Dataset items
______
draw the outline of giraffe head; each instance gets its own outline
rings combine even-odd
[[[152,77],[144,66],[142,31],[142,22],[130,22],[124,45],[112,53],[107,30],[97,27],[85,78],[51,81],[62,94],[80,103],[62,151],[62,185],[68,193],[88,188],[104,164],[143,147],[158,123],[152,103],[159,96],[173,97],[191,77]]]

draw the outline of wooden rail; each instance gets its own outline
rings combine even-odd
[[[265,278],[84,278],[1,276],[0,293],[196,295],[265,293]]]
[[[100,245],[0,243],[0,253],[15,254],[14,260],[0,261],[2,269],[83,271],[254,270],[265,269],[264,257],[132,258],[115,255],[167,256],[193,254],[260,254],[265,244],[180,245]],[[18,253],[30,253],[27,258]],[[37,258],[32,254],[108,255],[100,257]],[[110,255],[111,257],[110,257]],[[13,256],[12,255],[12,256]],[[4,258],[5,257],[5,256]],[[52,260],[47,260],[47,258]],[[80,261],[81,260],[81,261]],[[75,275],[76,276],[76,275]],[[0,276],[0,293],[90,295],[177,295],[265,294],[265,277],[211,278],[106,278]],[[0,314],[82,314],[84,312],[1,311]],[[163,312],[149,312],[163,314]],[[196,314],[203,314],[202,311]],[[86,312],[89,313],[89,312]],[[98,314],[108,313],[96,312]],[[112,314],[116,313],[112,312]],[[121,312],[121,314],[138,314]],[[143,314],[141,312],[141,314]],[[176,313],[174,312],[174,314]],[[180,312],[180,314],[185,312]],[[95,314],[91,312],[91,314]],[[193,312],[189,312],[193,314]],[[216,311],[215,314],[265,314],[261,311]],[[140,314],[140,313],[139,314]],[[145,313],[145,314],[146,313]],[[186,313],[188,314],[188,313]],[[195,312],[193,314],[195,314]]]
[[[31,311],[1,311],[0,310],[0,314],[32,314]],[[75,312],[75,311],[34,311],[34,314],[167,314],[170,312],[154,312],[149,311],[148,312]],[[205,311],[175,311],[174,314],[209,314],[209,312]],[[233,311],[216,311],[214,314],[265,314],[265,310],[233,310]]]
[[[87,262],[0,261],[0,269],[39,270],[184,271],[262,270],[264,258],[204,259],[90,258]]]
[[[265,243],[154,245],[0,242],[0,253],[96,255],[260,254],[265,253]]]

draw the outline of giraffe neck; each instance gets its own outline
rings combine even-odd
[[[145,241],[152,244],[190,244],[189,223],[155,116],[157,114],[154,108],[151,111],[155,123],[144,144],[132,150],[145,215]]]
______
Given instruction: Copy out the records word for word, starting at the line containing "draw the outline of wooden" and ending with the line containing "[[[265,278],[84,278],[1,276],[0,293],[196,295],[265,293]]]".

Answer:
draw the outline of wooden rail; each instance gets its own outline
rings combine even-odd
[[[265,278],[84,278],[1,276],[0,293],[196,295],[265,293]]]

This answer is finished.